● Work item
Search the listing for the word "Each" and copy every line where it turns up.

-- Recorded information follows --

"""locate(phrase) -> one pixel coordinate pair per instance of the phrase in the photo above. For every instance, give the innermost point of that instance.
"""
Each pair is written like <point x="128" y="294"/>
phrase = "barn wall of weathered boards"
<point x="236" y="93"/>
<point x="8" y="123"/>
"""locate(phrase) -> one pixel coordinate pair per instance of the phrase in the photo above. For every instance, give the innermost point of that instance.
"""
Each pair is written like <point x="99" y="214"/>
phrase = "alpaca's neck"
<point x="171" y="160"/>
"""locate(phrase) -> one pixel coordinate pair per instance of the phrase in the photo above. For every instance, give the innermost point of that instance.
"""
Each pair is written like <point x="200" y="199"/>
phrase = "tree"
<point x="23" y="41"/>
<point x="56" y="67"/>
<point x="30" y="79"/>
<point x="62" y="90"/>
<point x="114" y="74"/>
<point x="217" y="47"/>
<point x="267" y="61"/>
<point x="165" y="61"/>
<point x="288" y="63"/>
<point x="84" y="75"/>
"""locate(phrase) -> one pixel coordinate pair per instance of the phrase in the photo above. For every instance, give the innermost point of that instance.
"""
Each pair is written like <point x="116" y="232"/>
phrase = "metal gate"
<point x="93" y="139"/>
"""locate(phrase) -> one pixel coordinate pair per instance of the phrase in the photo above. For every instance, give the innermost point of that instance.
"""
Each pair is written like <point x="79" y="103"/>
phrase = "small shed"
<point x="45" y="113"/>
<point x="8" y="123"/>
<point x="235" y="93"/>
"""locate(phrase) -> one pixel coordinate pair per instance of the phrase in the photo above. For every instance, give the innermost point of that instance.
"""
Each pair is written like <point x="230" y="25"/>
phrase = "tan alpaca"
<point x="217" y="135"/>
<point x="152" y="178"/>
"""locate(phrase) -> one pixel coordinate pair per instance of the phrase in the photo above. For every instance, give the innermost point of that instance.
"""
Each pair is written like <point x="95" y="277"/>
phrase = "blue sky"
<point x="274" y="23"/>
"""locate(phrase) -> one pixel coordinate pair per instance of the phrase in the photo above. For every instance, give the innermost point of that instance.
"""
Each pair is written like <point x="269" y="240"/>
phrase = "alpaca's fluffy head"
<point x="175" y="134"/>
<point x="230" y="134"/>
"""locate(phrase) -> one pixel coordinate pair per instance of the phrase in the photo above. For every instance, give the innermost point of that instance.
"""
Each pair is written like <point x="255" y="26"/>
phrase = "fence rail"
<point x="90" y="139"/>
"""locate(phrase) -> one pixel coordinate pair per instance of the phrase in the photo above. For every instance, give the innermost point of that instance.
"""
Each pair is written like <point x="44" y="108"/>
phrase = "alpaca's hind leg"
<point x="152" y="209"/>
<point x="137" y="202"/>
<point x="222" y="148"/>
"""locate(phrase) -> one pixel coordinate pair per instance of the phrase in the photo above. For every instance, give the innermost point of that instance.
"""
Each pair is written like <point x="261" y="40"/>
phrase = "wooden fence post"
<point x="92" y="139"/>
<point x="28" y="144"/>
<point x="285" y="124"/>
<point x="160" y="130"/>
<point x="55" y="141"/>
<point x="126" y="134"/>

-- Recorded information concluded --

● Result of the exercise
Each pair is written like <point x="128" y="294"/>
Each pair is written like <point x="99" y="214"/>
Each pair is written like <point x="200" y="199"/>
Each pair is written like <point x="116" y="232"/>
Each pair is written like <point x="79" y="103"/>
Each pair is written like <point x="230" y="25"/>
Each pair is written like <point x="95" y="277"/>
Each pair is written like <point x="269" y="240"/>
Each pair is written like <point x="255" y="26"/>
Each pair is written like <point x="44" y="108"/>
Each pair is written like <point x="261" y="40"/>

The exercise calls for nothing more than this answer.